| CONSIGNE DE L'EXERCICE |
Recopiez intégralement, sans rien modifier, l'extrait ci-dessous sur la responsabilité des multinationales.

| EXTRAIT CHOISI |
————————

Responsabiliser les sociétés mères sur les dommages causés par leurs filiales, c’est l’objectif d’un texte législatif obtenu de haute lutte en 2017 par un collectif d’ONG et des députés de gauche.

Vanina Delmas  • 11 décembre 2019 abonné·es
Responsabilité des multinationales : Une loi qui revient de loin
© Christophe ARCHAMBAULT/AFP

Avril 2012. Alliances

La campagne présidentielle bat son plein et le candidat François Hollande déclare : « Je souhaite que soient traduits dans la loi les principes de responsabilité des maisons mères vis-à-vis des agissements de leurs filiales à l’étranger lorsqu’ils provoquent des dommages environnementaux et sanitaires. » Un collectif d’ONG renforce alors son travail commencé au sein du Forum citoyen pour la RSE (1) pour transformer cette promesse en loi. Le CCFD-Terre solidaire, Éthique sur l’étiquette, les Amis de la Terre et Sherpa, associés aux principaux syndicats (CFDT, CFTC, CGT et CFE-CGC), élaborent un texte de loi puis démarchent les candidats aux législatives pour trouver des soutiens politiques. Trois répondent positivement : l’écologiste Danielle Auroi et les socialistes Philippe Noguès et Dominique Potier.

————————

| DONNÉES EXTRAITES |
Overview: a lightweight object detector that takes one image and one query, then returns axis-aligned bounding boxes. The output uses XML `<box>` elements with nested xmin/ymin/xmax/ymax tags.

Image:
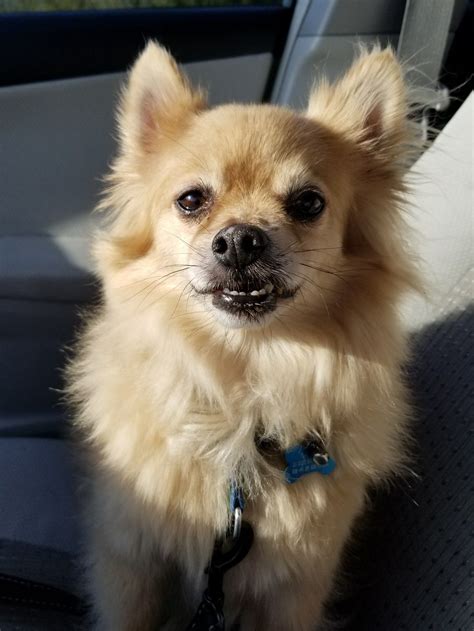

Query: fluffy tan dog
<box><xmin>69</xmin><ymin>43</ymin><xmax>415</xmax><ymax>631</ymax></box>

————————

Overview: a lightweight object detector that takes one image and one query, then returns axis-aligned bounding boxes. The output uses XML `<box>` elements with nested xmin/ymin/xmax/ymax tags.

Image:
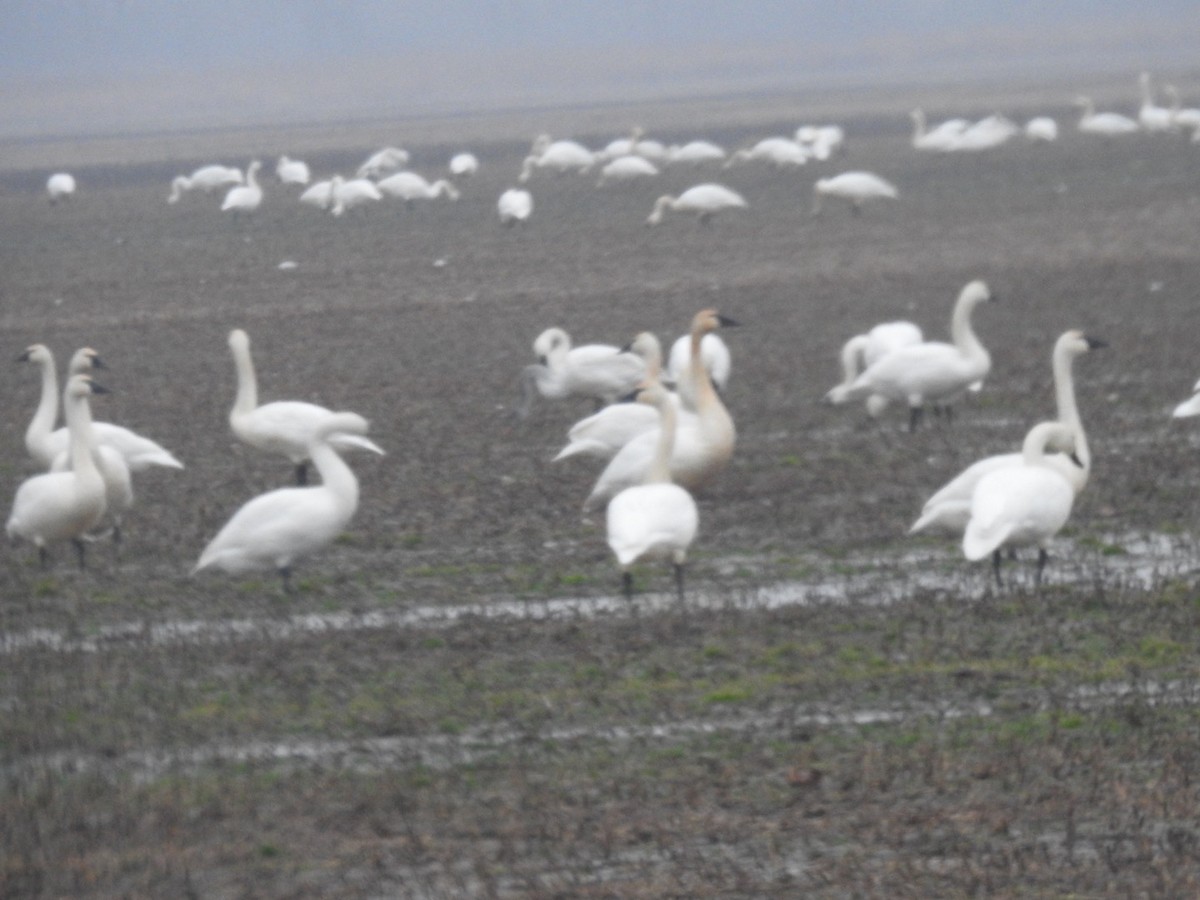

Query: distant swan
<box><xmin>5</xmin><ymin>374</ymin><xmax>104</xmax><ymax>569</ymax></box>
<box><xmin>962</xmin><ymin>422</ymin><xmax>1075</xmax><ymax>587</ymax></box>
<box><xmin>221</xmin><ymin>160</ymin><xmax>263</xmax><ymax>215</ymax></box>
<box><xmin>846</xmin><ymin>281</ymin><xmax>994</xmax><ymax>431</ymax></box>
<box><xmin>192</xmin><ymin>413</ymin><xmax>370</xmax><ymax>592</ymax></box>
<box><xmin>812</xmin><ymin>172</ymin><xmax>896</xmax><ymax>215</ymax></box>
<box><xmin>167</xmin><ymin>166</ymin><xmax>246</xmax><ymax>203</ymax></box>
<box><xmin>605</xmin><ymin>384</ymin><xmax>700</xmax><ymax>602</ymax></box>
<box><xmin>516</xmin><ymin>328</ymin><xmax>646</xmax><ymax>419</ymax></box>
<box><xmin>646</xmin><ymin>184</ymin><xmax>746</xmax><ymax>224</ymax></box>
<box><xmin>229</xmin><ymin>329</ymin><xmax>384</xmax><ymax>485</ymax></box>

————————

| RÉPONSE À L'EXERCICE |
Responsabiliser les sociétés mères sur les dommages causés par leurs filiales, c’est l’objectif d’un texte législatif obtenu de haute lutte en 2017 par un collectif d’ONG et des députés de gauche.

Vanina Delmas  • 11 décembre 2019 abonné·es
Responsabilité des multinationales : Une loi qui revient de loin
© Christophe ARCHAMBAULT/AFP

Avril 2012. Alliances

La campagne présidentielle bat son plein et le candidat François Hollande déclare : « Je souhaite que soient traduits dans la loi les principes de responsabilité des maisons mères vis-à-vis des agissements de leurs filiales à l’étranger lorsqu’ils provoquent des dommages environnementaux et sanitaires. » Un collectif d’ONG renforce alors son travail commencé au sein du Forum citoyen pour la RSE (1) pour transformer cette promesse en loi. Le CCFD-Terre solidaire, Éthique sur l’étiquette, les Amis de la Terre et Sherpa, associés aux principaux syndicats (CFDT, CFTC, CGT et CFE-CGC), élaborent un texte de loi puis démarchent les candidats aux législatives pour trouver des soutiens politiques. Trois répondent positivement : l’écologiste Danielle Auroi et les socialistes Philippe Noguès et Dominique Potier.